• _Stated problem_:
Tally how many lines of the entries below contain the string "jsonrpc", matching case exactly, and give only that number.

• _Stored data_:
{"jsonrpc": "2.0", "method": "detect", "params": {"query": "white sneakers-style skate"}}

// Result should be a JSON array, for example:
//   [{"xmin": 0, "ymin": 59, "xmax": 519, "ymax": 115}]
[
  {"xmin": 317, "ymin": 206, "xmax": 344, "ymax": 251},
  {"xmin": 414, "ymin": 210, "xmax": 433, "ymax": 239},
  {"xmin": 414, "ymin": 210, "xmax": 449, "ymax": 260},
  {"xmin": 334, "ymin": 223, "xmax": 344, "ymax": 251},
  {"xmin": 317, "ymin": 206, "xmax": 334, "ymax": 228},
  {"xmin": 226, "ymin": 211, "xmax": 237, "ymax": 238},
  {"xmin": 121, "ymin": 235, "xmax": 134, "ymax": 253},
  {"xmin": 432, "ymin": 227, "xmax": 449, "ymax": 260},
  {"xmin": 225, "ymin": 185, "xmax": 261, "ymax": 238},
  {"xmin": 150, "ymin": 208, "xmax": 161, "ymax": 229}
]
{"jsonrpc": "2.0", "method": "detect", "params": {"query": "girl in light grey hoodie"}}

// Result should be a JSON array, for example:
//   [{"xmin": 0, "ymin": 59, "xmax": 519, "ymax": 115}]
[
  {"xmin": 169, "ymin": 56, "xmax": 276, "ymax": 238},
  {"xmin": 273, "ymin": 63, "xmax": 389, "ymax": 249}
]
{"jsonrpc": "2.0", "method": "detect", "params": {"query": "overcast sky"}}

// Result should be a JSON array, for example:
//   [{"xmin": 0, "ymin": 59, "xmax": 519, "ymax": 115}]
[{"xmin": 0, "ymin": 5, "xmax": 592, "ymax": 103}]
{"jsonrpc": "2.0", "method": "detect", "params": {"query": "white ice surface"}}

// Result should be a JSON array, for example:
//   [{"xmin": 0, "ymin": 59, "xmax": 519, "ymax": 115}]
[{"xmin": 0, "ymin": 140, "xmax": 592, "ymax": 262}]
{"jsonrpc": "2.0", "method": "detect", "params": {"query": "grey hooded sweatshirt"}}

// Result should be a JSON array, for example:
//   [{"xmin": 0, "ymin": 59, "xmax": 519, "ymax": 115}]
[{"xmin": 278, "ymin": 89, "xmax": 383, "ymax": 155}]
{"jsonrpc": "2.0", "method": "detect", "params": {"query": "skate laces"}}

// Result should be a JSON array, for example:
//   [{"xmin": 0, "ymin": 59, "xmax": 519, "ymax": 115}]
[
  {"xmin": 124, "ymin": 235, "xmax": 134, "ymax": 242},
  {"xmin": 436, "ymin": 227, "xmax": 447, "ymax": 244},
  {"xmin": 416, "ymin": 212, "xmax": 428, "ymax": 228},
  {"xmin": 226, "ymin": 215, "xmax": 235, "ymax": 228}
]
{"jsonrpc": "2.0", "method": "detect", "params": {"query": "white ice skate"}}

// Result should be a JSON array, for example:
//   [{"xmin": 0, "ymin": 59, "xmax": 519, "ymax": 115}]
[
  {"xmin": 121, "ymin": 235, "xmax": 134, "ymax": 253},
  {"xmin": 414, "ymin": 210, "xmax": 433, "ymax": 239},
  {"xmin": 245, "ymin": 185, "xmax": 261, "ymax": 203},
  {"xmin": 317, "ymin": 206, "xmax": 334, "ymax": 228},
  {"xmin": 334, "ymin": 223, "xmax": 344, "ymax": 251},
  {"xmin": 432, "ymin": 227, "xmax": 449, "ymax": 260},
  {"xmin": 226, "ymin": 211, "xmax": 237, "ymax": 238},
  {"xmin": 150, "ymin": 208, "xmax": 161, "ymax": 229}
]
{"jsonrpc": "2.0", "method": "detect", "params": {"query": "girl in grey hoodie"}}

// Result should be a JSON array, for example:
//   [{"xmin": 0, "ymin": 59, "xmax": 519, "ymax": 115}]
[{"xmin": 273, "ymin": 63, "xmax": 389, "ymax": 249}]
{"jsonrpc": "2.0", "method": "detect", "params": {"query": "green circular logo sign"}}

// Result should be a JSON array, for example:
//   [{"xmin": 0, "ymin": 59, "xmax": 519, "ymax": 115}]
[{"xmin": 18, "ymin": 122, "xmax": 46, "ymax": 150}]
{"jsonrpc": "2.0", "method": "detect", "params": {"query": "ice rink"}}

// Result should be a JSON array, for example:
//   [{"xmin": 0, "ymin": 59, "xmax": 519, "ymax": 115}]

• _Exercise response_:
10